▶ GOAL OF THE EXERCISE: All of the data should be repeated exactly; pictures are not part of the copy.

(Object location annotation data)
____

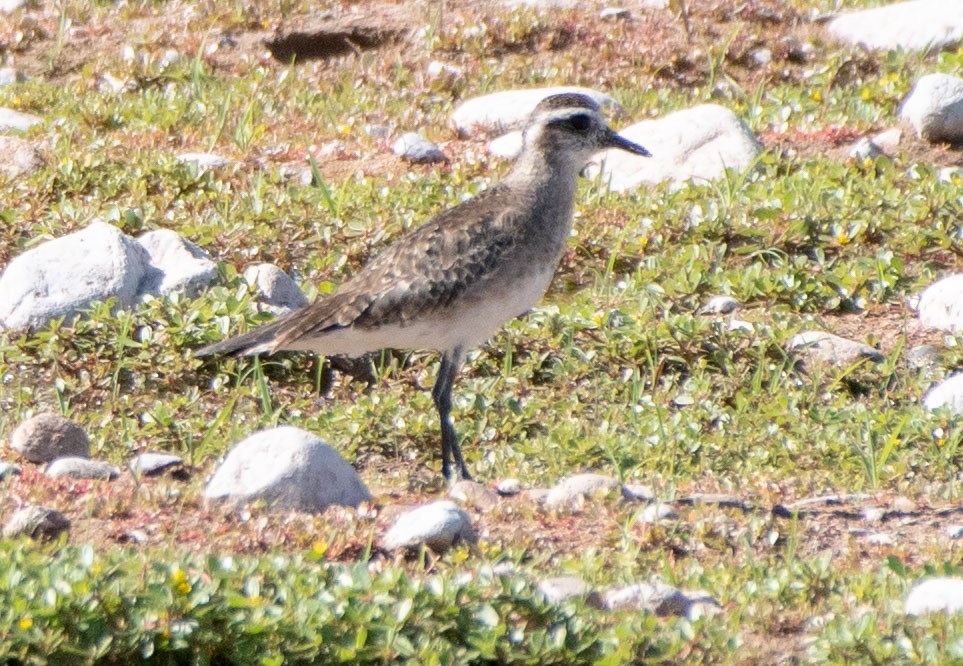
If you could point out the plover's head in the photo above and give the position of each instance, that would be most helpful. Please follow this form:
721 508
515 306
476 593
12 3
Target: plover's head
570 127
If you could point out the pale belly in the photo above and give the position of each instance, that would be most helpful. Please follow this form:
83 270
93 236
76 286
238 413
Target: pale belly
468 324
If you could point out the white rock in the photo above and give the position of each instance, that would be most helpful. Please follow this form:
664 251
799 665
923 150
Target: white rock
474 494
416 148
948 393
151 463
934 107
48 436
637 492
62 276
888 140
18 156
10 76
615 13
204 160
289 469
279 294
661 599
438 525
574 489
508 487
720 305
437 69
497 113
8 469
935 595
693 144
174 264
37 522
829 348
507 146
879 539
940 306
81 468
15 121
911 26
562 588
864 148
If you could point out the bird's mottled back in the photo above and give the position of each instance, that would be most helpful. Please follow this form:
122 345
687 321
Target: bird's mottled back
567 101
451 283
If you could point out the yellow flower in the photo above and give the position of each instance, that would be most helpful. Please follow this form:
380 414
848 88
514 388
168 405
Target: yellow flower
179 582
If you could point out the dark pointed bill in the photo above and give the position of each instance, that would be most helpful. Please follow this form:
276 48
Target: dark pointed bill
614 140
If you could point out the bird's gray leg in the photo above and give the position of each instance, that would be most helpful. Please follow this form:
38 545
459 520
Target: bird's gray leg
441 394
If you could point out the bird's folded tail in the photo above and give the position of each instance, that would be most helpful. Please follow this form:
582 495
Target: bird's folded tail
261 340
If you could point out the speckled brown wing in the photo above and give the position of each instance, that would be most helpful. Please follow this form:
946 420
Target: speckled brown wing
423 272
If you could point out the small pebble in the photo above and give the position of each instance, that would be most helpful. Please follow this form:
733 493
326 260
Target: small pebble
415 148
658 511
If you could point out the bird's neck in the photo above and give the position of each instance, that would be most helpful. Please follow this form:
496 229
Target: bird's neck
552 173
546 186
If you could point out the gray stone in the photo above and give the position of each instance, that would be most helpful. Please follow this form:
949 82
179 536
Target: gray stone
15 121
658 511
637 492
696 144
720 305
204 160
562 588
948 394
174 265
416 148
615 14
438 525
287 468
911 26
572 491
934 107
81 468
923 357
474 494
48 436
823 347
935 595
18 156
10 76
279 294
940 306
661 599
36 522
864 148
501 112
444 70
152 464
888 140
62 276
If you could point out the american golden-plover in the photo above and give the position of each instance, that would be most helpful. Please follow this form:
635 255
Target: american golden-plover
448 285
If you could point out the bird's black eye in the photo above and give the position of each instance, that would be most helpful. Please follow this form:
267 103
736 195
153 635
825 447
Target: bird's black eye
580 122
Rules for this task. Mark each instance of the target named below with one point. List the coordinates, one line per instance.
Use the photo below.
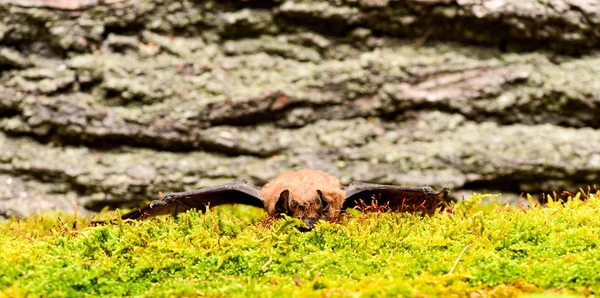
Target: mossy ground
(477, 250)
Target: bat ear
(324, 203)
(283, 204)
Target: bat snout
(310, 224)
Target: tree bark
(112, 102)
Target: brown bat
(309, 195)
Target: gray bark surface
(110, 103)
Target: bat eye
(324, 204)
(283, 203)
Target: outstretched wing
(234, 192)
(372, 197)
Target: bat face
(307, 208)
(309, 195)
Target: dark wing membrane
(234, 192)
(374, 197)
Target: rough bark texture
(112, 102)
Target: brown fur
(304, 200)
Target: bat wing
(234, 192)
(369, 196)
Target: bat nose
(310, 224)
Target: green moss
(235, 251)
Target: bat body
(309, 195)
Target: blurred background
(113, 102)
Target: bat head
(309, 208)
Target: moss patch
(475, 251)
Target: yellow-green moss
(477, 250)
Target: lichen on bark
(113, 102)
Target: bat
(309, 195)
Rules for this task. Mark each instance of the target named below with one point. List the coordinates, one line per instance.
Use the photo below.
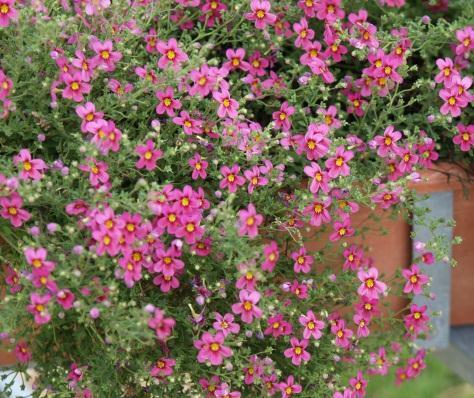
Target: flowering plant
(166, 165)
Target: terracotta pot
(449, 177)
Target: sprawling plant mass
(178, 185)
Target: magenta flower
(465, 137)
(7, 12)
(370, 287)
(211, 348)
(11, 209)
(227, 106)
(105, 57)
(297, 352)
(303, 261)
(199, 166)
(231, 178)
(22, 352)
(342, 334)
(247, 308)
(272, 255)
(386, 143)
(171, 54)
(337, 165)
(75, 86)
(277, 326)
(319, 178)
(282, 116)
(88, 114)
(249, 221)
(453, 101)
(163, 367)
(260, 14)
(190, 125)
(161, 325)
(312, 325)
(148, 155)
(415, 280)
(29, 168)
(447, 72)
(225, 324)
(235, 60)
(255, 178)
(289, 388)
(65, 298)
(329, 10)
(167, 102)
(38, 308)
(318, 210)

____

▶ TASK OUTPUT:
If you could point out the plover's head in the photo above and give the position of each instance, that would be most helpful. Please follow this form:
721 508
515 306
476 593
12 3
Target: plover's head
570 127
If you could point out the pale belly in the photo above and give the position of each instance, that would be most helpful. Please follow this form:
83 270
93 236
76 286
238 413
Target: pale belly
468 324
If you could point out the white rock in the photo above and give the position of each instance, that would be most helpful. Please follow this form:
664 251
799 665
923 150
Target: white rock
474 494
416 148
948 393
151 463
934 107
48 436
637 492
62 276
888 140
18 156
10 76
615 13
204 160
289 469
279 294
661 599
438 525
574 489
508 487
720 305
437 69
497 113
8 469
935 595
693 144
174 264
37 522
829 348
507 146
879 539
940 306
81 468
15 121
911 26
562 588
864 148
If you could point out the bird's mottled back in the photo above and give the position of each instance, that would be most helpful. Please follow this form:
122 345
687 321
Target: bird's mottled back
567 101
451 283
If you could point out the yellow flower in the photo above and give the position of each instance, that would be most helpful. Please follow this form:
380 414
848 88
514 388
168 405
Target: yellow flower
179 582
If you could point out the dark pointed bill in the photo above and give the position of each instance, that would be most helpful. Please follow this form:
276 48
Target: dark pointed bill
614 140
If you could point out the bird's gray leg in the photo above and give the position of each instance, that would be most helpful. Please follow this form:
38 545
459 520
Target: bird's gray leg
441 394
If you could point out the bird's folded tail in the photo above and give the position of each instance, that would be most helpful. Please follow this form:
582 495
Target: bird's folded tail
261 340
If you could point out the speckled brown wing in the photo above and give the position of each instance, that would be most helpful. Please follow this form:
946 420
Target: speckled brown wing
423 272
If you could point out the small pebble in the photo above and give the position of each instance, that would be most helpful. Please follow this form:
733 493
326 260
Target: small pebble
415 148
658 511
If you could point out the bird's neck in the photo above and give the position of each instance, that would be most helpful. Please follow this form:
496 229
Target: bird's neck
552 173
546 186
If you could point out the gray stone in the photo above and give the position of each instance, that would be most helpful. Please follow this form:
949 82
179 536
Target: gray stone
15 121
658 511
637 492
696 144
720 305
204 160
562 588
948 394
174 265
416 148
615 14
438 525
287 468
911 26
572 491
934 107
81 468
923 357
474 494
48 436
823 347
935 595
18 156
10 76
279 294
940 306
661 599
36 522
864 148
501 112
444 70
152 464
888 140
62 276
If you could point out the american golden-plover in the photo above and give the position of each instance, that would be most helpful. Please follow this form:
635 255
Target: american golden-plover
448 285
If you could point out the bird's black eye in the photo above and give the position of each instance, that would be most helpful. Please follow this form:
267 103
736 195
153 635
825 447
Target: bird's black eye
580 122
Rules for this task. Mark each instance of the target named below with one point. List the coordinates, one line per instance.
Use the photo below.
Target: mossy ground
(477, 250)
Target: bat ear
(324, 203)
(283, 204)
Target: bat snout
(310, 224)
Target: tree bark
(112, 102)
Target: brown bat
(309, 195)
Target: gray bark surface
(110, 103)
Target: bat eye
(324, 204)
(283, 203)
Target: outstretched wing
(234, 192)
(372, 197)
Target: bat face
(307, 208)
(309, 195)
Target: dark wing membrane
(234, 192)
(374, 197)
Target: rough bark texture
(112, 102)
Target: brown fur
(304, 200)
Target: bat wing
(234, 192)
(369, 196)
Target: bat nose
(310, 224)
Target: green moss
(235, 251)
Target: bat body
(309, 195)
Target: blurred background
(113, 102)
Target: bat head
(309, 208)
Target: moss patch
(475, 251)
Target: yellow-green moss
(477, 250)
Target: lichen on bark
(113, 102)
Target: bat
(309, 195)
Rules for this task. Mark each instance of the target named below with one point. List the coordinates, one line per instance.
Use the photo below.
Target: flowering plant
(166, 165)
Target: terracotta pot
(449, 177)
Target: sprawling plant mass
(178, 185)
Target: magenta flower
(465, 137)
(7, 12)
(370, 287)
(211, 348)
(11, 209)
(227, 106)
(105, 57)
(297, 352)
(303, 261)
(199, 166)
(231, 178)
(22, 352)
(342, 334)
(247, 308)
(272, 255)
(386, 143)
(171, 54)
(337, 165)
(75, 86)
(277, 326)
(319, 178)
(282, 116)
(88, 114)
(249, 221)
(453, 101)
(163, 367)
(260, 14)
(190, 125)
(161, 325)
(312, 325)
(148, 155)
(415, 280)
(29, 168)
(447, 72)
(225, 324)
(235, 60)
(255, 178)
(289, 388)
(65, 298)
(329, 10)
(167, 102)
(38, 308)
(318, 210)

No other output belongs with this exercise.